昨年の「ウォール街を占拠せよ」運動は世界中の経済人・政治家を動揺させた。彼らの信奉する金融資本主義を、真っ向から否定したからだ。金融業は貨幣の流動性を高め、企業の設備投資を活発化させ、結果として経済全体を豊かにする――これが金融業の大義名分だった。しかし現実には、投機マネーは社会を豊かにするどころか、人々の生活を圧迫し、不安定にしている。利子によるカネ儲けは実態の伴わない“虚業”であり規制すべき:少なくとも、ウォール街を占拠した99%側の人々はそう考えている。
確かに投機マネーと実態経済の乖離は問題だ。現在、投機目的で取引されるカネの総額は、現実の「モノの売り買い」に使われるカネの20倍とも100倍とも言われている。暴走を防ぐために規制が必要だ――という議論は避けられない。
しかし投機マネーは、ただ規制するだけでいいのだろうか。
このカネを利用して実態経済を膨らませるという議論があってもいいはずだ。





       ◆





金融資本主義には、2つの懐疑の目が向けられている。
1つは、99%の富をわずか1%の人々が独占するという圧倒的な不公平感だ。そうした「上位層」にもぐり込むには、多大な学費が必要になる。実質的に階層が固定化されているのだ。「自由」で「平等」な「民主主義」を信条とするアメリカでは、これは許されざる事態なのだろう。
もう1つは、投機マネーが実体経済に与える影響だ。投機目的で取引されるカネは、石油や食糧の価格を乱高下させ、気まぐれにバブルを崩壊させては莫大な数の失業者を生みだしている。アジア通貨危機の時のように、国家の存亡さえも左右するチカラを持っている。そうした「悲劇」があった時に、わりを食うのは持たざる者たち――つまり若者だ。リーマンショック以降、先進国の若年層では失業が深刻化している。正規雇用につけず、職能を身につけられず、ますます正規雇用につきづらくなる。この失業スパイラルは、もはや日本のフリーターの専売特許ではない。
金融資本主義に対するこうした不満や懐疑が噴出し、人々はウォール街を占拠した。

Occupy Wall Street We're The 99%

Occupy Wall Street We're The 99%

経済政策の目的は、「飢えた人を減らすこと」だ。
政治家や経済評論家は、やれ「GDPが〜」「経済成長率が〜」と専門用語を駆使して話をややこしくする。GDPも経済成長率も、それが私たち一人ひとりを豊かにするものでなければ意味がない。いかにして失業をなくし、働けない人を援助し、民衆を食わせていくのか:これ以外の目的を経済政策は持っていないし、持ってはならない。
金融業を駆使してこの目的を達成した例はある。古くはスイスの銀行がそうだし、最近では1人あたりGDP世界最高のルクセンブルクや、“砂上の楽園”を実現したドバイが当てはまる。
しかし、金融業は「物質的なモノ」を何一つ生み出さない。乱暴な言い方をすれば、あらゆる金融業は貸したカネの利子で儲けているだけで、物質的な豊かさを作るのは他の業界に任せている。私たちヒトが物質的な存在である以上、すべての国・すべての人が金融業で食っていくことはできない。

### 課題 A
提供データの最初の行から「[0,561,1005,894]」を含む行までを、両端も含めてそのまま再現すること。

### 提供データ
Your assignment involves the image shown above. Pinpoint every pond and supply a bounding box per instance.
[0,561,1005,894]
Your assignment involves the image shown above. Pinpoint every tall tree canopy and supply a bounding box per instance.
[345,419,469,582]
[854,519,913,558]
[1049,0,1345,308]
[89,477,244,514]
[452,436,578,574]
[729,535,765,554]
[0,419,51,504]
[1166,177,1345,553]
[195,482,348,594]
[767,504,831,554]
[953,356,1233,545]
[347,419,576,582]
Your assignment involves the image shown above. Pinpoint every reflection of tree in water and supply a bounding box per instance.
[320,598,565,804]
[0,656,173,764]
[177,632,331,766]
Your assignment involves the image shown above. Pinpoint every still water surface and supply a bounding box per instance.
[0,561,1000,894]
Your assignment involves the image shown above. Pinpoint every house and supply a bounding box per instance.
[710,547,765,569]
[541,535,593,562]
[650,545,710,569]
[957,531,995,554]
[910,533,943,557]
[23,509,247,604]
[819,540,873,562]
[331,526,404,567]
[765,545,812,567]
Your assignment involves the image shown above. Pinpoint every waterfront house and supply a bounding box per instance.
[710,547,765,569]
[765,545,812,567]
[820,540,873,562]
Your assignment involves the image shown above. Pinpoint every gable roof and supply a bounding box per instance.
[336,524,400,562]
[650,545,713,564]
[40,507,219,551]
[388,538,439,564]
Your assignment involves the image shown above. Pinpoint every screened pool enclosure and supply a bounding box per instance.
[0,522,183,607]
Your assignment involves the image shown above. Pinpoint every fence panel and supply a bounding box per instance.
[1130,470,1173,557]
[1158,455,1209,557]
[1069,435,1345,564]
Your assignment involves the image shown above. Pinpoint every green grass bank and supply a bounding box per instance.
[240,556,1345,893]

### 課題 B
資料本文の「金融資本主義には、2つの懐疑の目が向けられている。」から「経済政策の目的は、「飢えた人を減らすこと」だ。」までを、両端を含めて一字一句そのまま書き写すこと。

### 完成解答 A
Your assignment involves the image shown above. Pinpoint every pond and supply a bounding box per instance.
[0,561,1005,894]

### 完成解答 B
金融資本主義には、2つの懐疑の目が向けられている。
1つは、99%の富をわずか1%の人々が独占するという圧倒的な不公平感だ。そうした「上位層」にもぐり込むには、多大な学費が必要になる。実質的に階層が固定化されているのだ。「自由」で「平等」な「民主主義」を信条とするアメリカでは、これは許されざる事態なのだろう。
もう1つは、投機マネーが実体経済に与える影響だ。投機目的で取引されるカネは、石油や食糧の価格を乱高下させ、気まぐれにバブルを崩壊させては莫大な数の失業者を生みだしている。アジア通貨危機の時のように、国家の存亡さえも左右するチカラを持っている。そうした「悲劇」があった時に、わりを食うのは持たざる者たち――つまり若者だ。リーマンショック以降、先進国の若年層では失業が深刻化している。正規雇用につけず、職能を身につけられず、ますます正規雇用につきづらくなる。この失業スパイラルは、もはや日本のフリーターの専売特許ではない。
金融資本主義に対するこうした不満や懐疑が噴出し、人々はウォール街を占拠した。

Occupy Wall Street We're The 99%

Occupy Wall Street We're The 99%

経済政策の目的は、「飢えた人を減らすこと」だ。